Try it >>
Produce a verbatim transcription of the entries, with all pictures omitted.

Study material >>

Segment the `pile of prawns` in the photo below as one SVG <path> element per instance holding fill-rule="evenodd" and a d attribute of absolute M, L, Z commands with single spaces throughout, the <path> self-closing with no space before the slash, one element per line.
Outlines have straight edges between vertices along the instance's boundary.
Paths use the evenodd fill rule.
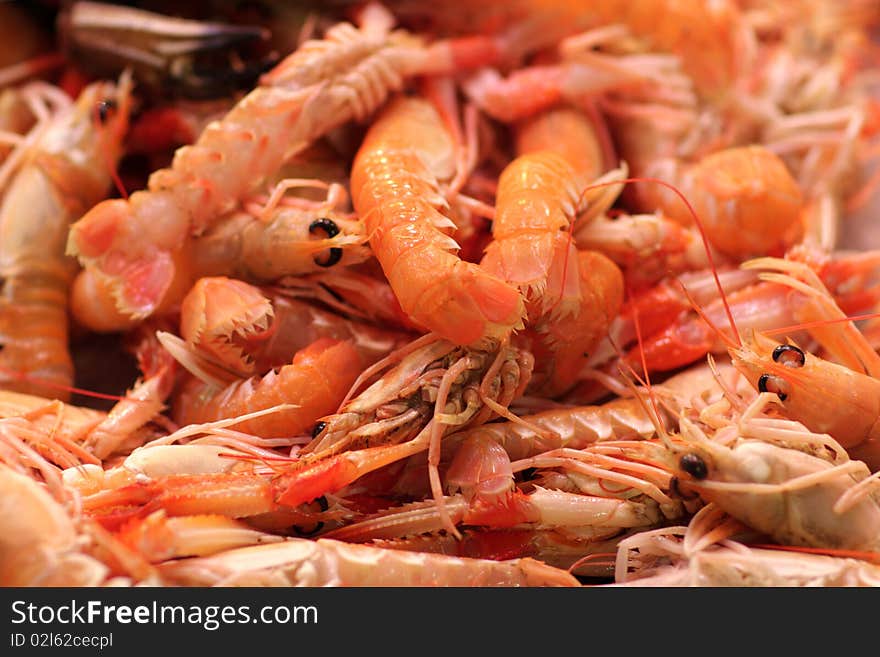
<path fill-rule="evenodd" d="M 0 583 L 880 584 L 880 10 L 478 5 L 211 111 L 0 69 Z"/>

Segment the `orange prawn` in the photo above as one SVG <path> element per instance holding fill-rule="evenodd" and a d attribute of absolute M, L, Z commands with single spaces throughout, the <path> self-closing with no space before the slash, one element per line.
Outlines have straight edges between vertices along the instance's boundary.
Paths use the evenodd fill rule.
<path fill-rule="evenodd" d="M 453 176 L 451 135 L 433 106 L 397 98 L 355 157 L 352 200 L 403 311 L 456 344 L 504 338 L 524 314 L 519 292 L 457 255 L 439 180 Z"/>
<path fill-rule="evenodd" d="M 553 130 L 560 124 L 579 129 L 566 133 L 563 142 Z M 551 110 L 519 126 L 517 142 L 537 150 L 520 155 L 501 173 L 494 239 L 480 266 L 523 294 L 528 330 L 537 337 L 536 361 L 552 364 L 541 368 L 534 384 L 552 395 L 574 383 L 584 352 L 592 351 L 620 311 L 623 275 L 601 253 L 578 252 L 571 235 L 579 220 L 586 221 L 588 201 L 601 204 L 610 195 L 604 190 L 589 197 L 580 191 L 587 176 L 604 169 L 589 118 Z"/>
<path fill-rule="evenodd" d="M 159 340 L 184 367 L 218 384 L 286 365 L 320 338 L 351 342 L 368 366 L 412 337 L 346 319 L 277 288 L 222 276 L 200 278 L 184 297 L 180 316 L 182 340 L 167 332 Z"/>
<path fill-rule="evenodd" d="M 0 181 L 6 183 L 0 205 L 0 376 L 7 387 L 66 398 L 64 387 L 73 382 L 67 297 L 76 262 L 64 255 L 64 243 L 70 222 L 110 189 L 130 92 L 125 76 L 118 84 L 84 89 L 75 104 L 39 127 L 14 175 Z M 31 377 L 12 380 L 9 372 Z"/>
<path fill-rule="evenodd" d="M 795 263 L 798 259 L 809 262 L 809 267 L 817 272 L 820 280 L 827 282 L 834 298 L 846 312 L 866 312 L 876 303 L 876 294 L 865 286 L 874 275 L 876 253 L 839 255 L 812 261 L 809 249 L 793 249 L 788 255 L 789 262 Z M 630 303 L 642 321 L 647 322 L 644 323 L 646 337 L 640 350 L 633 348 L 627 359 L 635 365 L 641 362 L 641 353 L 644 353 L 649 370 L 665 371 L 692 363 L 707 353 L 724 353 L 728 344 L 690 309 L 688 298 L 699 303 L 701 314 L 716 326 L 726 321 L 725 304 L 742 330 L 772 331 L 810 319 L 804 312 L 807 297 L 802 290 L 770 280 L 756 280 L 752 267 L 721 272 L 719 276 L 728 281 L 740 280 L 736 287 L 729 283 L 724 285 L 723 298 L 718 296 L 717 290 L 707 289 L 709 279 L 705 273 L 701 275 L 703 282 L 699 285 L 690 283 L 693 278 L 689 278 L 688 283 L 682 278 L 682 286 L 687 290 L 685 294 L 663 282 L 652 291 L 633 298 Z M 624 323 L 618 321 L 615 326 L 615 338 L 621 345 L 634 339 L 632 330 L 628 326 L 624 328 Z"/>
<path fill-rule="evenodd" d="M 221 390 L 192 381 L 178 396 L 173 417 L 179 424 L 202 424 L 292 403 L 297 407 L 238 426 L 263 437 L 301 435 L 318 418 L 336 410 L 361 369 L 353 344 L 321 338 L 298 351 L 289 365 L 264 377 L 238 381 Z"/>
<path fill-rule="evenodd" d="M 779 156 L 763 146 L 727 148 L 692 165 L 673 159 L 631 164 L 640 176 L 675 185 L 703 220 L 712 246 L 731 258 L 781 255 L 803 236 L 801 188 Z M 668 188 L 636 183 L 633 191 L 643 211 L 659 209 L 692 224 L 690 212 Z"/>
<path fill-rule="evenodd" d="M 617 263 L 632 291 L 644 290 L 670 274 L 708 267 L 699 231 L 661 212 L 598 217 L 580 226 L 574 240 L 578 248 L 594 249 Z M 720 265 L 725 258 L 717 253 L 715 260 Z"/>
<path fill-rule="evenodd" d="M 752 332 L 739 342 L 729 342 L 734 365 L 757 390 L 775 393 L 790 417 L 811 431 L 830 434 L 876 470 L 880 467 L 880 357 L 807 265 L 764 258 L 750 266 L 770 268 L 763 278 L 803 295 L 801 323 L 837 362 L 791 341 L 777 342 Z"/>

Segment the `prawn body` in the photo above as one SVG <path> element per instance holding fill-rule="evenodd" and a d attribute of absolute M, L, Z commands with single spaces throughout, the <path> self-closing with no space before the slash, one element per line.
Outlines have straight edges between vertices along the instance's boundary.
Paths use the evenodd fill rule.
<path fill-rule="evenodd" d="M 103 198 L 121 154 L 131 82 L 97 82 L 55 117 L 25 155 L 0 205 L 0 365 L 4 385 L 66 398 L 68 287 L 76 262 L 64 255 L 71 221 Z M 51 386 L 10 381 L 25 373 Z"/>
<path fill-rule="evenodd" d="M 709 243 L 737 260 L 782 255 L 803 236 L 804 195 L 783 160 L 760 145 L 726 148 L 694 163 L 658 158 L 634 163 L 639 175 L 673 185 L 687 197 Z M 655 182 L 637 183 L 636 203 L 646 212 L 690 225 L 677 194 Z"/>
<path fill-rule="evenodd" d="M 571 138 L 560 139 L 557 127 L 573 127 Z M 581 189 L 603 168 L 599 141 L 588 117 L 573 109 L 519 126 L 517 147 L 526 152 L 501 173 L 493 241 L 480 263 L 522 293 L 537 362 L 553 363 L 540 367 L 546 372 L 535 384 L 550 395 L 573 385 L 583 354 L 604 337 L 623 303 L 618 266 L 601 253 L 578 251 L 572 237 L 588 206 Z"/>
<path fill-rule="evenodd" d="M 416 146 L 413 146 L 416 144 Z M 520 293 L 462 261 L 439 180 L 453 175 L 451 136 L 433 106 L 397 98 L 370 127 L 351 173 L 352 201 L 404 313 L 466 345 L 521 325 Z"/>
<path fill-rule="evenodd" d="M 221 390 L 193 381 L 175 405 L 175 418 L 181 424 L 211 422 L 292 403 L 298 407 L 242 422 L 239 428 L 264 437 L 299 435 L 336 409 L 360 373 L 360 363 L 350 342 L 321 338 L 266 376 Z"/>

Solution to the exercise >>
Segment the `pile of prawns` in the photo below as one SVG <path> element per instance holding fill-rule="evenodd" and a d attribute of absolute M, L, Z commands with single spaces throughout, the <path> self-closing with no space before the slash, one element per line.
Outlines have straight edges between vertices along the instance's boundary.
Paths use the evenodd fill rule.
<path fill-rule="evenodd" d="M 0 583 L 880 584 L 880 10 L 478 5 L 211 111 L 0 69 Z"/>

Segment the `orange prawn` in the photo above as one SVG <path> element per instance holding fill-rule="evenodd" and a d attribute of absolute M, L, Z commands with single spaces throughout, the <path> self-closing with no space before the slash, one element per line.
Outlines have straight edges between vertices along the instance's boundary.
Paths use the evenodd fill rule.
<path fill-rule="evenodd" d="M 453 176 L 451 135 L 433 106 L 397 98 L 355 157 L 352 200 L 403 311 L 456 344 L 504 338 L 524 314 L 519 292 L 457 255 L 439 180 Z"/>
<path fill-rule="evenodd" d="M 553 130 L 560 124 L 579 129 L 566 133 L 563 142 Z M 551 110 L 519 126 L 517 142 L 537 150 L 520 155 L 501 173 L 494 239 L 480 266 L 523 294 L 528 330 L 537 337 L 536 361 L 552 364 L 541 368 L 534 384 L 552 395 L 574 383 L 584 352 L 592 351 L 620 311 L 623 275 L 601 253 L 578 252 L 571 235 L 579 220 L 586 221 L 588 201 L 601 204 L 610 195 L 604 190 L 589 197 L 580 191 L 587 176 L 604 169 L 589 118 Z"/>
<path fill-rule="evenodd" d="M 159 340 L 184 367 L 218 384 L 286 365 L 320 338 L 351 342 L 368 366 L 412 337 L 346 319 L 277 288 L 222 276 L 200 278 L 184 297 L 180 316 L 182 340 L 167 332 Z"/>
<path fill-rule="evenodd" d="M 0 181 L 6 183 L 0 205 L 0 376 L 7 387 L 66 398 L 64 387 L 73 382 L 67 297 L 76 262 L 64 255 L 64 243 L 70 222 L 110 189 L 130 92 L 125 76 L 118 84 L 84 89 L 75 104 L 39 127 L 14 175 Z M 31 377 L 12 380 L 9 372 Z"/>
<path fill-rule="evenodd" d="M 795 263 L 798 259 L 809 262 L 809 267 L 817 272 L 820 280 L 827 282 L 834 298 L 846 312 L 866 312 L 876 303 L 876 294 L 865 286 L 874 275 L 876 253 L 839 255 L 812 261 L 809 249 L 793 249 L 788 255 L 789 262 Z M 630 303 L 642 321 L 647 322 L 644 323 L 646 337 L 640 350 L 633 348 L 627 359 L 635 365 L 641 362 L 641 353 L 644 353 L 649 370 L 665 371 L 692 363 L 707 353 L 724 353 L 728 344 L 690 309 L 688 298 L 699 303 L 701 314 L 716 326 L 726 321 L 725 304 L 742 330 L 772 331 L 810 319 L 804 312 L 807 297 L 802 290 L 770 280 L 756 280 L 752 267 L 721 272 L 719 276 L 728 281 L 740 280 L 736 287 L 729 283 L 724 285 L 723 298 L 718 296 L 717 290 L 707 289 L 709 279 L 705 273 L 701 275 L 703 282 L 699 285 L 690 283 L 693 278 L 689 278 L 688 283 L 682 278 L 682 286 L 687 290 L 685 294 L 663 282 L 652 291 L 633 298 Z M 624 323 L 618 321 L 615 326 L 615 338 L 621 345 L 634 339 L 632 330 L 628 326 L 624 328 Z"/>
<path fill-rule="evenodd" d="M 221 390 L 192 381 L 178 396 L 173 417 L 179 424 L 202 424 L 292 403 L 297 407 L 238 426 L 263 437 L 301 435 L 318 418 L 336 410 L 361 369 L 353 344 L 321 338 L 298 351 L 289 365 L 264 377 L 238 381 Z"/>
<path fill-rule="evenodd" d="M 779 156 L 763 146 L 727 148 L 692 165 L 673 159 L 631 164 L 640 176 L 675 185 L 703 220 L 712 246 L 731 258 L 781 255 L 803 236 L 801 188 Z M 668 188 L 636 183 L 633 191 L 643 211 L 659 209 L 692 224 L 690 212 Z"/>
<path fill-rule="evenodd" d="M 617 263 L 632 291 L 644 290 L 670 274 L 708 267 L 699 231 L 661 212 L 598 217 L 580 226 L 574 240 L 578 248 L 594 249 Z M 720 265 L 725 258 L 717 253 L 715 260 Z"/>
<path fill-rule="evenodd" d="M 752 332 L 739 342 L 729 342 L 734 365 L 757 390 L 775 393 L 790 417 L 811 431 L 830 434 L 876 470 L 880 467 L 880 357 L 807 265 L 764 258 L 750 266 L 770 268 L 763 278 L 803 295 L 801 323 L 837 362 L 791 341 L 777 342 Z"/>

Segment the `prawn body` in the photo above as one SVG <path> element per instance holding fill-rule="evenodd" and a d attribute of absolute M, L, Z commands with single spaces throughout, the <path> self-closing with no space before the slash, one element per line.
Outlines have straight edges between vertices along the instance's boundary.
Paths use the evenodd fill rule.
<path fill-rule="evenodd" d="M 103 198 L 121 154 L 131 82 L 97 82 L 55 117 L 25 155 L 0 205 L 0 365 L 4 385 L 66 398 L 68 287 L 76 262 L 64 255 L 71 221 Z M 51 386 L 10 381 L 25 373 Z"/>
<path fill-rule="evenodd" d="M 709 243 L 737 260 L 782 255 L 803 236 L 804 195 L 783 160 L 760 145 L 726 148 L 694 163 L 658 158 L 634 163 L 639 175 L 673 185 L 687 197 Z M 655 182 L 637 183 L 636 203 L 646 212 L 690 225 L 677 194 Z"/>
<path fill-rule="evenodd" d="M 571 138 L 560 139 L 557 127 L 573 127 Z M 581 189 L 603 168 L 599 141 L 588 117 L 573 109 L 519 126 L 517 147 L 526 152 L 501 173 L 493 241 L 480 263 L 522 293 L 537 362 L 553 363 L 540 367 L 546 372 L 535 384 L 550 395 L 573 385 L 583 354 L 604 337 L 623 303 L 618 266 L 601 253 L 578 251 L 572 237 L 588 206 Z"/>
<path fill-rule="evenodd" d="M 416 146 L 413 146 L 416 144 Z M 520 293 L 462 261 L 439 180 L 453 175 L 451 136 L 433 106 L 397 98 L 370 127 L 351 173 L 352 201 L 404 313 L 466 345 L 521 325 Z"/>
<path fill-rule="evenodd" d="M 221 390 L 193 381 L 175 405 L 175 418 L 181 424 L 211 422 L 292 403 L 298 407 L 242 422 L 239 428 L 264 437 L 299 435 L 336 409 L 360 373 L 360 363 L 350 342 L 321 338 L 266 376 Z"/>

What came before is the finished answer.